• **Seitenauszug**:
════════════════
# Windows sortiert - aber wie?



## Perfektionist (24 Oktober 2007)

Hallo,

ich hab mal ein paar Ordner gemacht, 0, 01, -0, -1 etc. also Ziffern mit und ohne Minuszeichen. siehe Anhang. Und Windows (XPSP2) sortiert das, wie es ihm gerade einfällt. Sechsmal Klick auf die Spalte, sechs verschiedene Sortierergebnisse.

Weiß jemand, das zu erklären?

PS: ich sollte wohl noch den Anhang mitgeben - innerhalb der ZIP-Datei sortiert es anders!


----------



## Perfektionist (24 Oktober 2007)

nachträglich anhängen geht nicht - also neuer Beitrag


----------



## marlob (24 Oktober 2007)

Perfektionist schrieb:


> nachträglich anhängen geht nicht - also neuer Beitrag


Geht schon! Auf Beitrag ändern gehen, dann erweitert drücken.


----------



## Perfektionist (24 Oktober 2007)

marlob schrieb:


> Geht schon! Auf Beitrag ändern gehen, dann erweitert drücken.


ich habs halt irgendwie nicht spontan gefunden ...

*rumprobier*

ja, geht, danke marlob


----------



## eYe (24 Oktober 2007)

Also ich bekomme gerade zwei verschiedene Sortierergebnisse, einmal die höchste Zahl und einmal die niedriegste Zahl oben. Den Rest sortiert er dann in absteigender/aufsteigender Reihenfolge.

Sortiert wird dabei nur nach den Ziffern, die Bidnestriche werden quasi vernachlässigt...


----------



## Oberchefe (24 Oktober 2007)

die älteren Windows versionen haben noch streng alphabetisch sortiert, also beispielsweise:
1
10
11
2
20
21
3
..
9

Da die User offensichtlich überfordert waren die Dateien eben mit führender Null zu benennen (um damit die "richtige") Sortierung zu erhalten:
01
02
03
04
05
06
07
08
09
10
11
20
21
hat Microsoft das in den neueren Windows Versionen geändert. Möglicherweise kann man das mit einem Registry Eingriff wieder abstellen.


----------



## Perfektionist (25 Oktober 2007)

also, ich hab mal vier weitere Screenshots gemacht, jeweils unterschiedliche auf- und absteigende Sortierergebnisse. Wie gesagt - sortier ich innerhalb des ZIP-Ordners, ist es eindeutig. hab ich das ganz normal offen - siehe Anhang.
════════════════
• **Datenabschnitt**:
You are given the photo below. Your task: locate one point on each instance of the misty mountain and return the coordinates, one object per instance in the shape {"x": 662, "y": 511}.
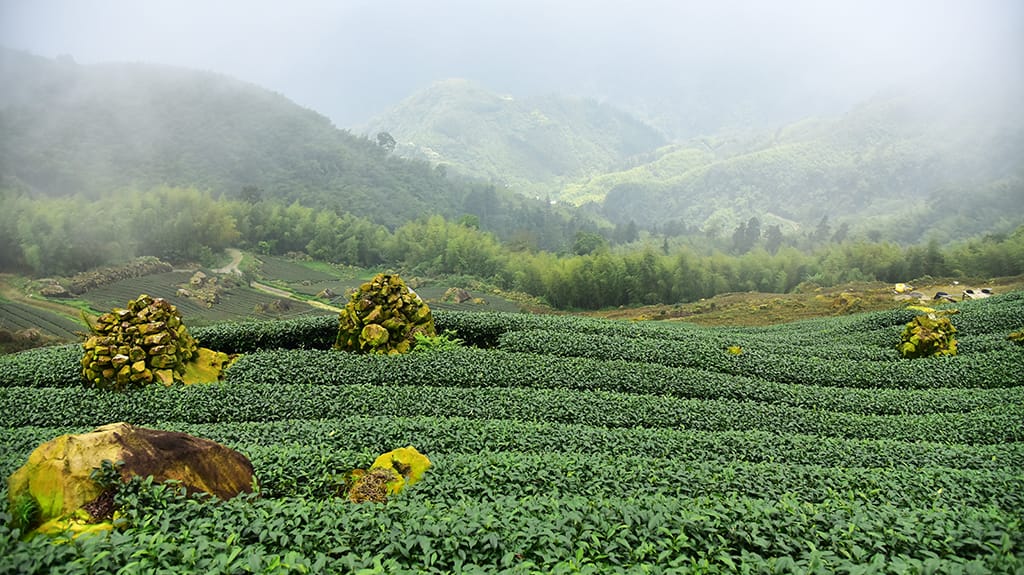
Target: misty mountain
════════════════
• **Schriftliche Aufgabe A**: Wie lässt sich laut dem Forenthread zur Windows-Sortierung ein Anhang nachträglich zu einem Beitrag hinzufügen?
• **Schriftliche Aufgabe B**: Führe den Forenthread zur Windows-Sortierung nach seinem letzten Satz fort.
Die Daten stammen aus einer anderen Quelle.

• **Übungsergebnis A**: Man geht auf „Beitrag ändern“ und drückt dann „erweitert“.

• **Übungsergebnis B**:
@Oberchefe: ... und jetzt hab ich das Problem, das so zu benennen, dass das so sortiert, wie ich will. Also, das Workaround hab ich schon - ich nehm jetzt statt dem Minus- oder Bindestrich einfach ein anderes Zeichen. Aber das Minus hätt mir schon besser gepasst. Was mir absolut rätselhaft ist, nach welchem Schema es da - und auch noch mit verschiedenen Ergebnissen! - sortiert?


----------



## rs-plc-aa (30 Oktober 2007)

Schau mal in der Systemsteuerung unter "Regions- und Sprachoptionen"

Neben dem pulldown "Deutsch (Deitschland)" steht ein "Erweitert" zur Verfügung -> da findest du die Lasche "Sortierung"...

Stelle da mal von "Telefonbuch (DIN)" auf "Wörterbuch" um...

und gib Bescheid ob´s geklappt hat...


----------



## rs-plc-aa (30 Oktober 2007)

Ist schon ne weile her, aber das

http://www.wintotal.de/Tipps/tipp817,urubrik15.html

beschäftigt sich auch damit (obwohl ich dies *nicht* gemacht habe und bei mir die Sortierung trotzdem stimmt... -> mit der "Wörterbuch - Option eben)


----------



## Perfektionist (2 November 2007)

Hi rs-plc-aa,

ja, das mit der Registry-Eintragung von wintotal mit Hilfe der .reg-Datei hat gut funktioniert. Ich erhalte jetzt nur noch ein Sortierergebnis, das sich auch auf- und absteigend spiegelt .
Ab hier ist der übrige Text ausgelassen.